== Text shown ==
● ● ● ● ● ● ●
Physical Qualification
- taking physical measurements of the process, e.g. monitoring the temperature of an autoclave
- not subject to change
- the better qualification for supporting performance qualification
Microbiological Qualification
- using an organism that has defined, high resistance to the sterilisation process being used
- used as a backup for physical qualification, or when physical qualification cannot be used (e.g. EtO has no means of physical qualification)
- biological aspect makes this more prone to error
What is the definition of a biological indicator?
‘an inoculated carrier contained within its primary pack ready for use and providing a defined resistance to a specified sterilisation process’
‘provides a means of assessing directly the microbial lethality of a sterilisation process’
What is a biological indicator made of?
endospores (e.g. spore strips - with a defined number of endospores)
- these are the most resistant form
- killing the endospores means the process will kill all other forms
How do you use a biological indicator?
it is a standardised preparation of a specific organism with stable high resistance
- stable = always has the same D value
validation - for all processes
monitoring - only for EtO as there is no physical qualification for this
compare the number of organisms surviving the sterilisation process with the expected lethality of the process
What are the characteristics of a BI you receive from a supplier?
● ● ● ● ● ● ●
== Stored data entries ==
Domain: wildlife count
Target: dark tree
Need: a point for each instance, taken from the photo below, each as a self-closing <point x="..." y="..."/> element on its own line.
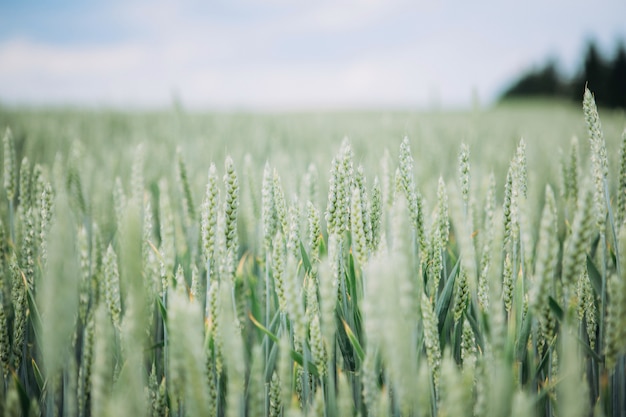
<point x="542" y="82"/>
<point x="616" y="94"/>
<point x="593" y="75"/>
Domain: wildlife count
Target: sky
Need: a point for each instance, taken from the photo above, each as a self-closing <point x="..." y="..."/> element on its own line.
<point x="285" y="55"/>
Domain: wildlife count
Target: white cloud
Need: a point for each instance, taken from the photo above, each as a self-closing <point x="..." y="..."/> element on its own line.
<point x="317" y="54"/>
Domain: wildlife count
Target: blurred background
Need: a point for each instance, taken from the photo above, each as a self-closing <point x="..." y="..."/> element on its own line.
<point x="278" y="55"/>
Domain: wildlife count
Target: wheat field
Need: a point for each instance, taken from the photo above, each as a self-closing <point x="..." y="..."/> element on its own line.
<point x="342" y="264"/>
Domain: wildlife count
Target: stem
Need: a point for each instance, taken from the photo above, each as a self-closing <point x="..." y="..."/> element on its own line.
<point x="603" y="295"/>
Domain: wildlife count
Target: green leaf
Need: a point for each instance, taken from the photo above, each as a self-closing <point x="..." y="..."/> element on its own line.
<point x="310" y="366"/>
<point x="41" y="382"/>
<point x="594" y="276"/>
<point x="305" y="259"/>
<point x="524" y="335"/>
<point x="358" y="349"/>
<point x="445" y="298"/>
<point x="34" y="313"/>
<point x="556" y="308"/>
<point x="162" y="309"/>
<point x="262" y="328"/>
<point x="270" y="366"/>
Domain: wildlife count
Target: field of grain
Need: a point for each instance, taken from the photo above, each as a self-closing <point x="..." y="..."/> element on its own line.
<point x="316" y="264"/>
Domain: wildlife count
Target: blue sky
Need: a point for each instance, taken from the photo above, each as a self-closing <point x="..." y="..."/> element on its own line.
<point x="280" y="54"/>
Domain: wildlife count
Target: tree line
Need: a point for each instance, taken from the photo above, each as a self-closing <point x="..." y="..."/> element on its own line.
<point x="605" y="77"/>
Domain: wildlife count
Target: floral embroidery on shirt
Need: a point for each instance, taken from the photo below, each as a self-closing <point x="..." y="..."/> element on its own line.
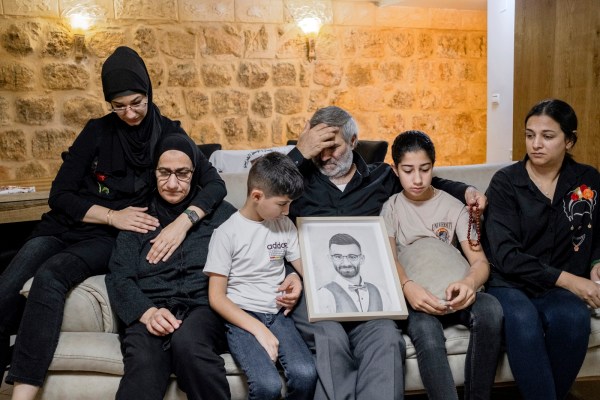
<point x="580" y="207"/>
<point x="102" y="188"/>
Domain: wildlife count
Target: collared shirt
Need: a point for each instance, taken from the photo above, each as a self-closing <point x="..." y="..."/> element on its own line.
<point x="360" y="296"/>
<point x="529" y="239"/>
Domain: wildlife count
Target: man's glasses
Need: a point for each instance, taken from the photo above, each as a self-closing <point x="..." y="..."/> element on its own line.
<point x="183" y="174"/>
<point x="135" y="107"/>
<point x="353" y="258"/>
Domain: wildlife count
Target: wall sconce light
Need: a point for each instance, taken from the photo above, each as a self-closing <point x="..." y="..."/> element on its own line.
<point x="311" y="27"/>
<point x="81" y="15"/>
<point x="310" y="16"/>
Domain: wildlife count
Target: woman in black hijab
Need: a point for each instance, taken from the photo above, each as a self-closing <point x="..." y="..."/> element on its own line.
<point x="103" y="187"/>
<point x="170" y="327"/>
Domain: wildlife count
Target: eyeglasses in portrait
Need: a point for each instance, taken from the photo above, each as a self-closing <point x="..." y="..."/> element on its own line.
<point x="349" y="269"/>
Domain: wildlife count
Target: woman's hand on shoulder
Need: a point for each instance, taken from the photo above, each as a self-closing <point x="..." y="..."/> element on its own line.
<point x="595" y="272"/>
<point x="475" y="197"/>
<point x="421" y="299"/>
<point x="133" y="219"/>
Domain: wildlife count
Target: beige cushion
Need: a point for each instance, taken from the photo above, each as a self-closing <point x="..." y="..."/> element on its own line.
<point x="87" y="308"/>
<point x="433" y="264"/>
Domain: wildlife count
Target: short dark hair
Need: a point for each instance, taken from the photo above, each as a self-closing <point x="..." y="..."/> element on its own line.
<point x="410" y="141"/>
<point x="276" y="175"/>
<point x="335" y="116"/>
<point x="343" y="239"/>
<point x="561" y="112"/>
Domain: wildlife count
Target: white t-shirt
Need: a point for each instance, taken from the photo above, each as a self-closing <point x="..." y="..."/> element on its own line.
<point x="251" y="254"/>
<point x="442" y="217"/>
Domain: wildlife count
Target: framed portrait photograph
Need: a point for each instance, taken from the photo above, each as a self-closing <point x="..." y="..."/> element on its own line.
<point x="349" y="269"/>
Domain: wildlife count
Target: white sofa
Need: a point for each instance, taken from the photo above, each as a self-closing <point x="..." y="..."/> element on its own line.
<point x="88" y="362"/>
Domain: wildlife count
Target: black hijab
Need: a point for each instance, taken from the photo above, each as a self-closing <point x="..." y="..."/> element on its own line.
<point x="163" y="210"/>
<point x="123" y="73"/>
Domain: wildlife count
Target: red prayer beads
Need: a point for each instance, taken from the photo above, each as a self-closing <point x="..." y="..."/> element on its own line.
<point x="474" y="220"/>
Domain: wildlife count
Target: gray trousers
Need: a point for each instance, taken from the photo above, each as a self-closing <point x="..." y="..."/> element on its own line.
<point x="361" y="360"/>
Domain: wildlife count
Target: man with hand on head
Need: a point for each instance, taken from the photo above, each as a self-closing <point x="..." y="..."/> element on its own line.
<point x="353" y="359"/>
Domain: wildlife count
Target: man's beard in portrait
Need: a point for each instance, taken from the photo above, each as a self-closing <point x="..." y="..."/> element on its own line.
<point x="335" y="168"/>
<point x="348" y="270"/>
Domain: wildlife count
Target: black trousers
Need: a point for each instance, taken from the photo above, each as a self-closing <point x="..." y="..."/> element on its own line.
<point x="192" y="355"/>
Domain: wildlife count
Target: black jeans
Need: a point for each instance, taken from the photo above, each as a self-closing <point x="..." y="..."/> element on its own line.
<point x="56" y="271"/>
<point x="192" y="355"/>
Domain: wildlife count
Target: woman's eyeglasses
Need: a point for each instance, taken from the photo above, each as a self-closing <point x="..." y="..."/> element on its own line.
<point x="135" y="107"/>
<point x="183" y="175"/>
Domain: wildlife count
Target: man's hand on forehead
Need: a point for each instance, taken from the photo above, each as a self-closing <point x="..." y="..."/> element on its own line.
<point x="313" y="140"/>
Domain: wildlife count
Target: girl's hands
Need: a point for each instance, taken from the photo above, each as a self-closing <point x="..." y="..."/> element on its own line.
<point x="422" y="300"/>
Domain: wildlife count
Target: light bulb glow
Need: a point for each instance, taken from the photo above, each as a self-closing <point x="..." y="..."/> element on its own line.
<point x="310" y="25"/>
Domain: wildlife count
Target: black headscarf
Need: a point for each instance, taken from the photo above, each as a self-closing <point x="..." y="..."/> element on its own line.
<point x="124" y="72"/>
<point x="165" y="211"/>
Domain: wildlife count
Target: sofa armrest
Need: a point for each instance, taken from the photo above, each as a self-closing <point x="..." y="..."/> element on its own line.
<point x="87" y="308"/>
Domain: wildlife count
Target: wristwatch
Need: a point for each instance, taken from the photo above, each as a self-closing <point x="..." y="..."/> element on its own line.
<point x="192" y="215"/>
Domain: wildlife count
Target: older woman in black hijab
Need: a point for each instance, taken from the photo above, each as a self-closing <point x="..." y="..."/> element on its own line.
<point x="170" y="327"/>
<point x="103" y="187"/>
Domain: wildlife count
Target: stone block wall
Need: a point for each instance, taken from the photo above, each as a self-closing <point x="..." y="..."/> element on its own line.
<point x="236" y="72"/>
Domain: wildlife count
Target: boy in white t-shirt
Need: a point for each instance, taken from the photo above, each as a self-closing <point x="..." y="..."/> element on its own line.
<point x="245" y="266"/>
<point x="421" y="211"/>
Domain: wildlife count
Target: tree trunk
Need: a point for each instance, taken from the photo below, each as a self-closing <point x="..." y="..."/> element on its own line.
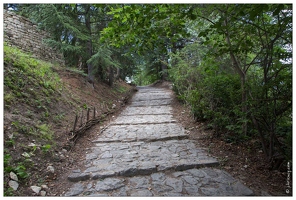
● ● ● ● ● ● ●
== Task list ==
A – Write out the part of the sterilization notes that starts at the words "- biological aspect" and stops after "indicator made of?".
B – In the sterilization notes, why is a biological indicator used for monitoring only with EtO?
These items are separate material, apart from the sterilization notes.

== Numbered responses ==
A –
- biological aspect makes this more prone to error
What is the definition of a biological indicator?
‘an inoculated carrier contained within its primary pack ready for use and providing a defined resistance to a specified sterilisation process’
‘provides a means of assessing directly the microbial lethality of a sterilisation process’
What is a biological indicator made of?

B – There is no physical qualification for EtO.